141Mises à part les archives paroissiales et civiles, les archives militaires ou diplomatiques ne conservent quasiment aucune trace de ce phénomène, d’autant que, pour les militaires, il apparaissait comme un fait de plus à l’intérieur de leurs techniques de guerre, une normalité à l’intérieur d’une stratégie répressive.

142On ne pourra donc jamais connaître le nombre exact des morts exclusivement dérivées de la reconcentration.

143***

Conclusions

144La publication des travaux dont nous nous sommes inspiré prouve, notamment en mettant côte à côte les données démographiques, l’incidence de la politique reconcentrationnaire de Weyler sur les populations habitant Cuba et l’augmentation considérable des décès. Les incidences psychiques et psychologiques ne peuvent être appréhendées que par l’histoire orale. Francisco Pérez Guzmán parle même du « grand traumatisme psychologique d’une population qui tenta d’effacer ce passé qu’elle considérait comme infernal ». L’évaluation des conséquences négatives de la reconcentration pour l’économie et la société cubaine (désertification des campagnes, disparition d’un potentiel de population, notamment jeune) dans son étape de reconstruction dans les premières années de la République est « très difficile, pour ne pas dire impossible », selon Pérez Guzmán. Il est cependant généralement considéré que la reconcentration provoqua une concentration de la propriété agraire entre les mains des propriétaires les plus riches, ceux qui possédaient suffisamment de capital pour remettre en état des outils de production ruinés. Ce manque de capital national cubain favorisa l’intromission spectaculaire du capital américain, qui s’empara de grandes étendues de terre et les consacra exclusivement à la production sucrière, en accord avec les besoins économiques des États-Unis, renforçant de la sorte l’emprise de la monoproduction sucrière et empêchant la diversification agricole. La reconcentration favorisa la dépendance économique de Cuba à l’égard de la puissance du Nord.

145L’histoire, comme chacun sait, est ironique. Aux Philippines, la reconcentration des populations civiles fut organisée dès 1896 par le général Carlos Polavieja pour mater l’insurrection indépendantiste dans des proportions encore plus systématiques par les vainqueurs de l’empire espagnol, les Nord-Américains. En 1900 et en 1902, afin d’en « finir » avec les rebelles et de contrôler l’archipel philippin, les autorités militaires américaines durent le conquérir sur les nationalistes indépendantistes qui, après s’être soulevés contre le colonialisme espagnol, n’avaient pas déposé les armes face à l’occupation américaine. La guerre qui éclata à la suite du transfert des pouvoirs dura jusqu’en 1902 et fut particulièrement brutale. Les États-Unis mobilisèrent plus de 100 000 hommes (6 000 blessés et morts), les forces indépendantistes philippines d’Aguinaldo comptèrent entre 16 000 et 20 000 morts. La population rurale fut la principale victime de ce qui eut tôt fait de se transformer en guerre civile : 200 000 victimes.

● ENTRÉES FOURNIES:
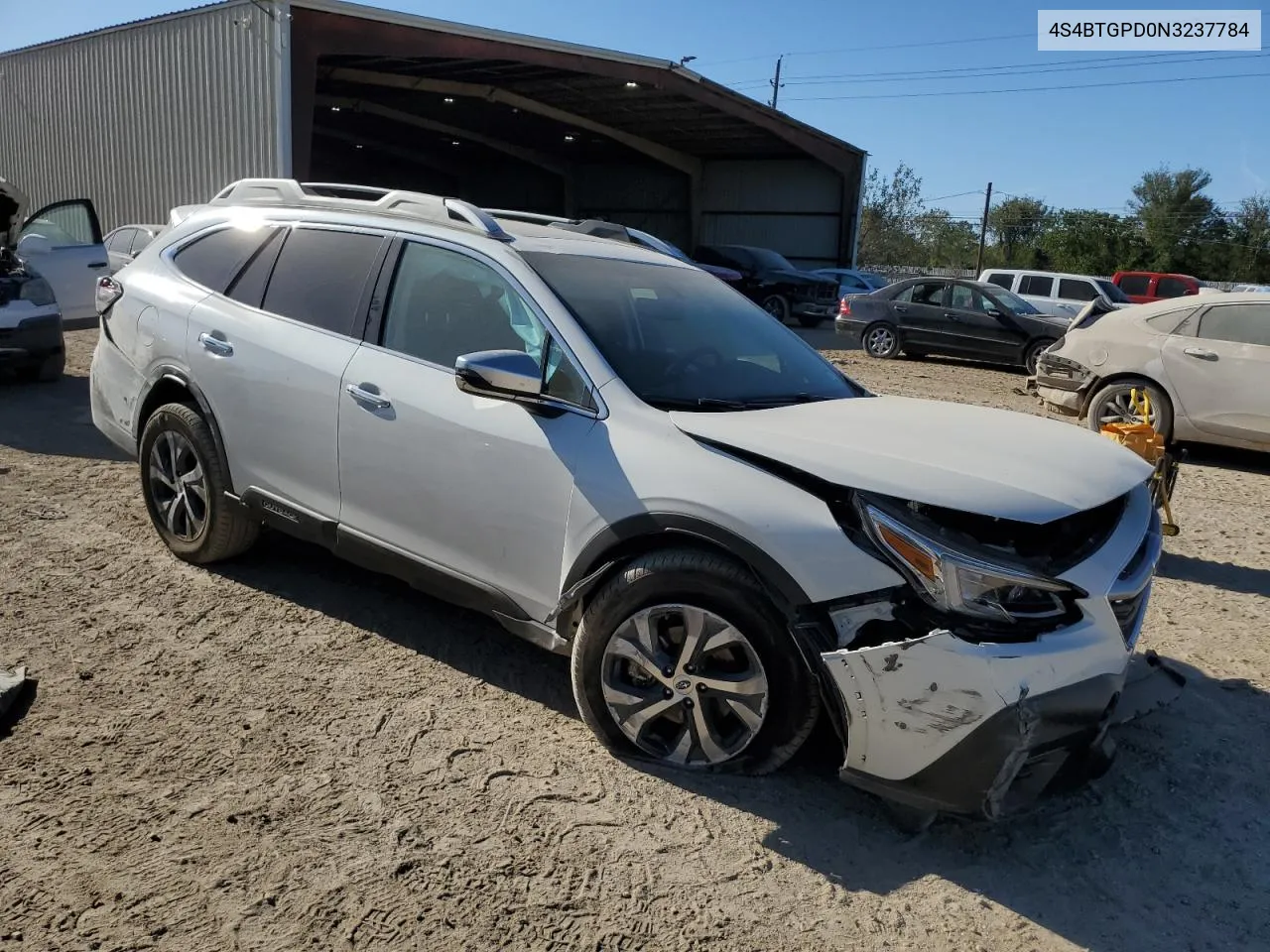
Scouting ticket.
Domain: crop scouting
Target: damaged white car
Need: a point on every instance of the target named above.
(49, 267)
(624, 460)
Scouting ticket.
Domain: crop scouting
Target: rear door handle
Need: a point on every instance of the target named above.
(221, 348)
(363, 397)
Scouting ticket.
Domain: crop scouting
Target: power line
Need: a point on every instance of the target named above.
(991, 71)
(1030, 89)
(890, 46)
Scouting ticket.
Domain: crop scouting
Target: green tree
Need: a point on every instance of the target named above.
(1092, 243)
(1178, 218)
(1016, 226)
(947, 243)
(888, 217)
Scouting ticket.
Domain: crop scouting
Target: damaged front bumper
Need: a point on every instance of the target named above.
(944, 724)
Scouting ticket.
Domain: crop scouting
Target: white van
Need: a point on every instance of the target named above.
(1055, 294)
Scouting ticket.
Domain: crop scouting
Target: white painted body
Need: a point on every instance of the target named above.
(497, 494)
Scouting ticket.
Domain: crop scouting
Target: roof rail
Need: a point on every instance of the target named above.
(361, 198)
(594, 227)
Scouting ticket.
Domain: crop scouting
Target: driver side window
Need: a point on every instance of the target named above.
(444, 304)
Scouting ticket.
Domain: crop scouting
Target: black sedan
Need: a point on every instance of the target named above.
(970, 318)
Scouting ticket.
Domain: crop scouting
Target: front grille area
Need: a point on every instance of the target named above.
(1128, 615)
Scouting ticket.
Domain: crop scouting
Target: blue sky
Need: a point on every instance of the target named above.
(1071, 148)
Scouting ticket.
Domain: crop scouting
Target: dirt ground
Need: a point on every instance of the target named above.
(290, 753)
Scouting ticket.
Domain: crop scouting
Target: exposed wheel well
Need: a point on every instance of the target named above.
(613, 558)
(172, 389)
(1116, 379)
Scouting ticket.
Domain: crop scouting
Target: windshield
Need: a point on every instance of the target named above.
(1012, 301)
(681, 338)
(1114, 294)
(767, 258)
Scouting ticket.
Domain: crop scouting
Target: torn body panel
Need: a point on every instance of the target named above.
(942, 721)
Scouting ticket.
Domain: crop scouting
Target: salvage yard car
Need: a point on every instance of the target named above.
(625, 461)
(1202, 361)
(48, 268)
(953, 317)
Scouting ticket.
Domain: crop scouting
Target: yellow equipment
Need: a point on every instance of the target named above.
(1143, 439)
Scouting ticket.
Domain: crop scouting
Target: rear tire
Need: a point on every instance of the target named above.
(658, 710)
(183, 483)
(1110, 404)
(880, 340)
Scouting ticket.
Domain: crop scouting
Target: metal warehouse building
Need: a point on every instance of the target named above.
(164, 112)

● TRAVAIL À FAIRE: Selon le texte fourni, combien d'hommes les États-Unis mobilisèrent-ils dans la guerre aux Philippines ?

● RÉSULTAT DE L'EXERCICE: Plus de 100 000 hommes.